- [任务要求]: 将下列材料中的“one point per instance”一律替换为“a single point for each instance”，其余部分保持不变，并重新写出全部各行。

##### 本题数据 #####

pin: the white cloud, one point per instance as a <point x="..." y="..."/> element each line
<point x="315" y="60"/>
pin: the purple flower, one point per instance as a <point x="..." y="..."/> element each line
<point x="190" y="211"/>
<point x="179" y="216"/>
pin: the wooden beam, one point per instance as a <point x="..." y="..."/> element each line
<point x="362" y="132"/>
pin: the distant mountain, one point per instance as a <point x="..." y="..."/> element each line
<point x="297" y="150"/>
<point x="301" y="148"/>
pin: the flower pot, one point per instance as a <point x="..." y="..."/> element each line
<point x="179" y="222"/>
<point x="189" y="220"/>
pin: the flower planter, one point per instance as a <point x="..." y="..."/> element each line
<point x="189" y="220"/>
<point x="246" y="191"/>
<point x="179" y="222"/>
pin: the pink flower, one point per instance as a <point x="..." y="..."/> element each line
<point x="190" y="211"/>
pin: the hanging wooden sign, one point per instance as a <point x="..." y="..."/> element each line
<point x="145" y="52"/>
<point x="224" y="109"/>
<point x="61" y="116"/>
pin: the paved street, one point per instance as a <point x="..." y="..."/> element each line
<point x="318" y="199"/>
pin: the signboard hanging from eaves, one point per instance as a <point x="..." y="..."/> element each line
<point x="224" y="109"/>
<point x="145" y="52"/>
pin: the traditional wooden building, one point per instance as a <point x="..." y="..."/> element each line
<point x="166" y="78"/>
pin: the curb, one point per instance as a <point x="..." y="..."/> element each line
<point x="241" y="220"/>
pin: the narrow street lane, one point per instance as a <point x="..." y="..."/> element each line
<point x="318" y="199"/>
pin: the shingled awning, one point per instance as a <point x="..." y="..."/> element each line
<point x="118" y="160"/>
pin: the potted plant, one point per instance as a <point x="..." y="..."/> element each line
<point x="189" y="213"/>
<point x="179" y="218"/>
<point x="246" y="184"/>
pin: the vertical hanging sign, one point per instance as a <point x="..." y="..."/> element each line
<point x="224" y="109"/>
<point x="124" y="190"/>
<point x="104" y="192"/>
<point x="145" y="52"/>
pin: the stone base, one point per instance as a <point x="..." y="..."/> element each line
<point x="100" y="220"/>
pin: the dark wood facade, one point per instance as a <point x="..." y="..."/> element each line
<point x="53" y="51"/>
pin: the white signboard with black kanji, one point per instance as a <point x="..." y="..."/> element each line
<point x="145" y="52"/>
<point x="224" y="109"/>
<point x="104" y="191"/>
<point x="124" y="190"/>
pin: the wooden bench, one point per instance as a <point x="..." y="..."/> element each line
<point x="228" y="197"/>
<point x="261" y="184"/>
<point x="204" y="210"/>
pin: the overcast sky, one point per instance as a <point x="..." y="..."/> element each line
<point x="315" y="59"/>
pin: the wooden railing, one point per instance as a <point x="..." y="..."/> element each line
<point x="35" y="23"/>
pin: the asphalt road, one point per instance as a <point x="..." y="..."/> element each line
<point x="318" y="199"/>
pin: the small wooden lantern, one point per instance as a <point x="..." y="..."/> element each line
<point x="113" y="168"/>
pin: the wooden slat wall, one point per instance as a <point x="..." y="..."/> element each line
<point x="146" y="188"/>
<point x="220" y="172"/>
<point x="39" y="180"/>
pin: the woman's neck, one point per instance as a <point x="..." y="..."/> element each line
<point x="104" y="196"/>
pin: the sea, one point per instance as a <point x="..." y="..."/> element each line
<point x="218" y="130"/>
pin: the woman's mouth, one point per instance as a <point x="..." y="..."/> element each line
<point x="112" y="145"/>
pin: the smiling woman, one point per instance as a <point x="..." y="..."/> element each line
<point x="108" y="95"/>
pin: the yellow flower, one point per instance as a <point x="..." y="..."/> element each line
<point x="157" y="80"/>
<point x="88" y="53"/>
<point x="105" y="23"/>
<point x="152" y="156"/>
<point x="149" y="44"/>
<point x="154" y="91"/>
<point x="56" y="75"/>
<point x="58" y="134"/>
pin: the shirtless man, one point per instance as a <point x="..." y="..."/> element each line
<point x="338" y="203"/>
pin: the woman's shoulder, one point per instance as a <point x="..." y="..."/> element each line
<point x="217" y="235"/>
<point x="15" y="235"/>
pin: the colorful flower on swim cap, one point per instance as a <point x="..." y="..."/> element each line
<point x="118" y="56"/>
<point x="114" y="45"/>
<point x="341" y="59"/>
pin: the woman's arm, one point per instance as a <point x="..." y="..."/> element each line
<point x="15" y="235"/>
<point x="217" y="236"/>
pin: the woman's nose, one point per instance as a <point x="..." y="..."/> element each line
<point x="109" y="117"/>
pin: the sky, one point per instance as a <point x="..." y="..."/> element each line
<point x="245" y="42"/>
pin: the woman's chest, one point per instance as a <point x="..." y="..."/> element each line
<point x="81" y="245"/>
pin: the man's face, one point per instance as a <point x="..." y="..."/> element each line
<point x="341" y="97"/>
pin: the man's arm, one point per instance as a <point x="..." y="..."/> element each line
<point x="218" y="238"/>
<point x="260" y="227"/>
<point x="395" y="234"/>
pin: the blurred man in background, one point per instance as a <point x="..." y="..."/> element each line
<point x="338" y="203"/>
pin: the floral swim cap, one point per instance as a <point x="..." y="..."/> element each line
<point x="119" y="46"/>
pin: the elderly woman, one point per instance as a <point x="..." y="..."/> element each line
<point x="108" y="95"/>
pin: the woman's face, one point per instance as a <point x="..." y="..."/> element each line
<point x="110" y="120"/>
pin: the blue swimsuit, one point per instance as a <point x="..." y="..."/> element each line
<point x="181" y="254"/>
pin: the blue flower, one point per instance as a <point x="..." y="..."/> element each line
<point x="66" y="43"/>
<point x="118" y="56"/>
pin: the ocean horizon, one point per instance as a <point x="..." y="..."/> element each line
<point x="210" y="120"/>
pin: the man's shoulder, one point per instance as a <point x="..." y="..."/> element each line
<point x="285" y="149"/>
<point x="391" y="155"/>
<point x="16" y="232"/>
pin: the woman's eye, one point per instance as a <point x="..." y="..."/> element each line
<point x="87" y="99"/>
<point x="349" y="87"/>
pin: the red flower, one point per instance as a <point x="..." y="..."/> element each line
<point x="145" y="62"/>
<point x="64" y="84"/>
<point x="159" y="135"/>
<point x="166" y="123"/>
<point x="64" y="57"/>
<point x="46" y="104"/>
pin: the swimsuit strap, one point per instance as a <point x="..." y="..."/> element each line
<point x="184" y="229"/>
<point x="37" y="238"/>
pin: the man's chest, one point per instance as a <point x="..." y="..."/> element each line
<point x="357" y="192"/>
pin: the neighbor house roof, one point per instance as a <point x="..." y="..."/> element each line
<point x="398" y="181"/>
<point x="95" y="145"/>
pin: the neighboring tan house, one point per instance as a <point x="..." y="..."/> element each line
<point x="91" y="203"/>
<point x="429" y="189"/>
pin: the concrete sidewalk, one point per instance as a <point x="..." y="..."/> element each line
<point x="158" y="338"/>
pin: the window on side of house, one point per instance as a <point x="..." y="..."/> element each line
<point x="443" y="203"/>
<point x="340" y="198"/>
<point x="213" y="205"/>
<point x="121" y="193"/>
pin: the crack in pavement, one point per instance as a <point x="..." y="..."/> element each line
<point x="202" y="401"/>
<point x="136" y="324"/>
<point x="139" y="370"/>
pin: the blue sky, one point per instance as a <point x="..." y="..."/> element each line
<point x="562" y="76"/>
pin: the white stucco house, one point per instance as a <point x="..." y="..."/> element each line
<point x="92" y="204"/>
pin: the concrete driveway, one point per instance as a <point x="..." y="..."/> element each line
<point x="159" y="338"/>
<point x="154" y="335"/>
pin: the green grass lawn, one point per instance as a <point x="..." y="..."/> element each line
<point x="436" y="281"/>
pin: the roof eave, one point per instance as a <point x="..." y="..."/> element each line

#####

- [完整解答]:
pin: the white cloud, a single point for each instance as a <point x="..." y="..."/> element each line
<point x="315" y="60"/>
pin: the purple flower, a single point for each instance as a <point x="..." y="..."/> element each line
<point x="190" y="211"/>
<point x="179" y="216"/>
pin: the wooden beam, a single point for each instance as a <point x="..." y="..."/> element each line
<point x="362" y="132"/>
pin: the distant mountain, a single point for each instance as a <point x="..." y="..."/> element each line
<point x="297" y="150"/>
<point x="301" y="148"/>
pin: the flower pot, a single point for each instance as a <point x="..." y="..."/> element each line
<point x="179" y="222"/>
<point x="189" y="220"/>
pin: the flower planter, a single point for each instance as a <point x="..." y="..."/> element each line
<point x="189" y="220"/>
<point x="246" y="191"/>
<point x="179" y="222"/>
pin: the pink flower, a single point for each instance as a <point x="..." y="..."/> element each line
<point x="190" y="211"/>
pin: the hanging wooden sign, a single point for each instance as a <point x="..." y="..."/> element each line
<point x="145" y="52"/>
<point x="224" y="109"/>
<point x="61" y="116"/>
pin: the paved street, a single point for each instance as a <point x="..." y="..."/> element each line
<point x="318" y="199"/>
pin: the signboard hanging from eaves, a single point for each instance as a <point x="..." y="..."/> element each line
<point x="224" y="109"/>
<point x="145" y="52"/>
pin: the traditional wooden building, a single point for each instance as a <point x="..." y="..."/> element each line
<point x="166" y="78"/>
pin: the curb, a single point for each instance as a <point x="..." y="..."/> element each line
<point x="241" y="220"/>
pin: the narrow street lane, a single point for each instance as a <point x="..." y="..."/> element each line
<point x="318" y="199"/>
pin: the shingled awning, a single point for each instance as a <point x="..." y="..."/> element each line
<point x="118" y="160"/>
pin: the potted plant, a single point for each instance as a <point x="..." y="..."/> element each line
<point x="189" y="213"/>
<point x="179" y="218"/>
<point x="246" y="184"/>
pin: the vertical hanging sign, a single point for each instance as a <point x="..." y="..."/> element each line
<point x="224" y="109"/>
<point x="124" y="190"/>
<point x="104" y="192"/>
<point x="145" y="52"/>
pin: the stone base, a single point for each instance as a <point x="..." y="..."/> element each line
<point x="100" y="220"/>
pin: the dark wood facade, a single point for each instance as a <point x="..." y="..."/> element each line
<point x="53" y="51"/>
pin: the white signboard with black kanji, a single point for each instance as a <point x="..." y="..."/> element each line
<point x="145" y="52"/>
<point x="224" y="109"/>
<point x="104" y="191"/>
<point x="124" y="190"/>
pin: the wooden bench, a single point for each instance as a <point x="..." y="..."/> element each line
<point x="228" y="197"/>
<point x="261" y="184"/>
<point x="204" y="210"/>
pin: the overcast sky, a single point for each instance as a <point x="..." y="..."/> element each line
<point x="315" y="59"/>
pin: the wooden railing, a single point for each instance as a <point x="..." y="..."/> element each line
<point x="35" y="23"/>
pin: the asphalt road, a single point for each instance as a <point x="..." y="..."/> element each line
<point x="318" y="199"/>
pin: the small wooden lantern, a single point for each instance as a <point x="..." y="..."/> element each line
<point x="113" y="168"/>
pin: the wooden slat wall, a single point for each instance as a <point x="..." y="..."/> element each line
<point x="146" y="188"/>
<point x="220" y="172"/>
<point x="39" y="180"/>
pin: the woman's neck, a single point for each instance as a <point x="..." y="..."/> element each line
<point x="104" y="196"/>
pin: the sea, a single point for each instance as a <point x="..." y="..."/> element each line
<point x="218" y="130"/>
pin: the woman's mouth, a single point for each instance as a <point x="..." y="..."/> element each line
<point x="112" y="145"/>
pin: the smiling woman, a single point for each instance as a <point x="..." y="..."/> element each line
<point x="108" y="95"/>
pin: the yellow flower, a single point for each instance as a <point x="..." y="..."/> element each line
<point x="157" y="80"/>
<point x="88" y="53"/>
<point x="105" y="23"/>
<point x="152" y="156"/>
<point x="149" y="44"/>
<point x="154" y="91"/>
<point x="56" y="75"/>
<point x="58" y="134"/>
pin: the shirtless man, a single point for each instance as a <point x="..." y="..."/> element each line
<point x="338" y="203"/>
pin: the woman's shoulder, a single point for each instance as a <point x="..." y="..."/> element each line
<point x="217" y="235"/>
<point x="15" y="235"/>
pin: the colorful flower on swim cap, a single point for each instance as a <point x="..." y="..."/> element each line
<point x="118" y="56"/>
<point x="114" y="45"/>
<point x="341" y="59"/>
pin: the woman's arm, a single point for each instance as a <point x="..." y="..."/> element each line
<point x="15" y="235"/>
<point x="217" y="236"/>
pin: the woman's nose, a single point for each instance as a <point x="..." y="..."/> element each line
<point x="109" y="117"/>
pin: the sky, a single point for each instance as a <point x="..." y="..."/> element each line
<point x="245" y="42"/>
pin: the woman's chest, a single point for each instance as a <point x="..." y="..."/> element each line
<point x="81" y="245"/>
pin: the man's face, a single point for each instance as a <point x="..." y="..."/> element each line
<point x="341" y="97"/>
pin: the man's arm, a single point for each instance as a <point x="..." y="..."/> element each line
<point x="218" y="238"/>
<point x="260" y="227"/>
<point x="395" y="234"/>
pin: the blurred man in background, a single point for each instance as a <point x="..." y="..."/> element each line
<point x="338" y="203"/>
pin: the floral swim cap, a single point for each instance as a <point x="..." y="..."/> element each line
<point x="119" y="46"/>
pin: the elderly woman, a single point for each instance as a <point x="..." y="..."/> element each line
<point x="108" y="95"/>
pin: the woman's face, a single point for each instance as a <point x="..." y="..."/> element each line
<point x="110" y="120"/>
pin: the blue swimsuit, a single point for each instance as a <point x="..." y="..."/> element each line
<point x="181" y="254"/>
pin: the blue flower, a single point for each instance as a <point x="..." y="..."/> element each line
<point x="66" y="43"/>
<point x="118" y="56"/>
pin: the ocean horizon, a single point for each instance as a <point x="..." y="..."/> element each line
<point x="210" y="120"/>
pin: the man's shoulder, a single point for each instance as a <point x="..." y="..."/> element each line
<point x="285" y="149"/>
<point x="391" y="155"/>
<point x="16" y="232"/>
pin: the woman's eye, a single point for each instance as a <point x="..." y="..."/> element each line
<point x="87" y="99"/>
<point x="349" y="87"/>
pin: the red flower, a single point for each instance as a <point x="..." y="..."/> element each line
<point x="145" y="62"/>
<point x="64" y="84"/>
<point x="159" y="135"/>
<point x="166" y="123"/>
<point x="64" y="57"/>
<point x="46" y="104"/>
pin: the swimsuit strap, a single point for each instance as a <point x="..." y="..."/> element each line
<point x="184" y="229"/>
<point x="37" y="238"/>
pin: the man's chest, a single point for each instance as a <point x="..." y="..."/> element each line
<point x="357" y="192"/>
pin: the neighbor house roof, a single point for each instance as a <point x="..." y="..."/> element each line
<point x="398" y="181"/>
<point x="95" y="145"/>
pin: the neighboring tan house, a single point for each instance as a <point x="..." y="..."/> element each line
<point x="91" y="203"/>
<point x="429" y="189"/>
pin: the concrete sidewalk, a single point for each instance as a <point x="..." y="..."/> element each line
<point x="158" y="338"/>
pin: the window on side of house, a single point for each instance as a <point x="..." y="..."/> element each line
<point x="443" y="203"/>
<point x="340" y="198"/>
<point x="213" y="205"/>
<point x="121" y="193"/>
pin: the crack in pavement, a single point for each instance as a <point x="..." y="..."/> element each line
<point x="202" y="401"/>
<point x="136" y="324"/>
<point x="139" y="370"/>
pin: the blue sky, a single point for each instance as a <point x="..." y="..."/> element each line
<point x="562" y="76"/>
pin: the white stucco house, a single point for each instance as a <point x="..." y="..."/> element each line
<point x="92" y="204"/>
pin: the concrete driveway, a single point for each instance as a <point x="..." y="..."/> element each line
<point x="159" y="338"/>
<point x="154" y="335"/>
pin: the green grass lawn, a single point for each instance as a <point x="..." y="..."/> element each line
<point x="436" y="281"/>
pin: the roof eave, a single point for each instance as a <point x="..." y="..."/> element each line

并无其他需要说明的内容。